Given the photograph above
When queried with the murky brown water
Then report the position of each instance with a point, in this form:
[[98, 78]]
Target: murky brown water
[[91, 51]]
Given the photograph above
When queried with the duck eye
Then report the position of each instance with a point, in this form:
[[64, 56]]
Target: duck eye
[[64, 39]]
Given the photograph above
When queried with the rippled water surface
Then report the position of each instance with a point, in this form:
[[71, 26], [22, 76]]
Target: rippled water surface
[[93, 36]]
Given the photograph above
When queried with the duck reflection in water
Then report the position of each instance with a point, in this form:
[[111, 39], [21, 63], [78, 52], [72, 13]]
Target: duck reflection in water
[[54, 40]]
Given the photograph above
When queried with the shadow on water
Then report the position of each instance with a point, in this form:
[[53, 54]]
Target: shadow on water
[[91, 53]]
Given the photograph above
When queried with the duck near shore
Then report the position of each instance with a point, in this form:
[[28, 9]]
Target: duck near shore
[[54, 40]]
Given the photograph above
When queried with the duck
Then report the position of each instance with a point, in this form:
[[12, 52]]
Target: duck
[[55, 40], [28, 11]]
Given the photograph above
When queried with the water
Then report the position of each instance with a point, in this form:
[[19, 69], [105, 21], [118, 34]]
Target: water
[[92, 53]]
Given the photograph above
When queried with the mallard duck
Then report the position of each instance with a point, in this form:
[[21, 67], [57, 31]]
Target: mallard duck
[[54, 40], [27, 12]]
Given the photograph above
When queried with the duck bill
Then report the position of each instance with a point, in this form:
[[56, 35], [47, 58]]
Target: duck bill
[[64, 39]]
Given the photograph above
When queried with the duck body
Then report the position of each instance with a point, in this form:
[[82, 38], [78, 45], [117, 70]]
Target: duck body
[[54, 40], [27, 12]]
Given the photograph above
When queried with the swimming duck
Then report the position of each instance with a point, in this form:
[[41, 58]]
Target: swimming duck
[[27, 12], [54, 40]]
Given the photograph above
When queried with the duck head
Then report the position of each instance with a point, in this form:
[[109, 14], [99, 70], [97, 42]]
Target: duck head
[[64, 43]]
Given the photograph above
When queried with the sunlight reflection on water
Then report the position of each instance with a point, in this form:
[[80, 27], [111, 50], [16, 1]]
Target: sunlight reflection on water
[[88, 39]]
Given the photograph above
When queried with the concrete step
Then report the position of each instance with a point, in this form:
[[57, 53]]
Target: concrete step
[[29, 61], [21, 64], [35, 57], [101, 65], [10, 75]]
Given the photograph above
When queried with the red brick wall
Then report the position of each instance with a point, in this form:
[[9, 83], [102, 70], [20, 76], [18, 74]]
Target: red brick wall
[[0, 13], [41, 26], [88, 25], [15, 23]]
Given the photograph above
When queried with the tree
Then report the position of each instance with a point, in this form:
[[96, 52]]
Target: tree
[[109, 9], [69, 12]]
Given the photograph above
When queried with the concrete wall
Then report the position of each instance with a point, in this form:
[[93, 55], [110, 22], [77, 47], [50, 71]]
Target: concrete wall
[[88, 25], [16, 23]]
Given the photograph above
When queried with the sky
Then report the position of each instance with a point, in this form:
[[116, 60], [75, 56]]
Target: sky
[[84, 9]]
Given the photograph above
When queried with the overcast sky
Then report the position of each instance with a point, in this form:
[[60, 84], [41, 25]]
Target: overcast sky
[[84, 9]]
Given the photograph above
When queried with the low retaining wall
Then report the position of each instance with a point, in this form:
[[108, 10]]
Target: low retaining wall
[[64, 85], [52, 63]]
########
◆ **Set problem**
Select every line in the records above that contains the string "sunlight", matching case exactly.

◆ **Output of the exercise**
When queried with the sunlight reflection on water
Target: sunlight reflection on water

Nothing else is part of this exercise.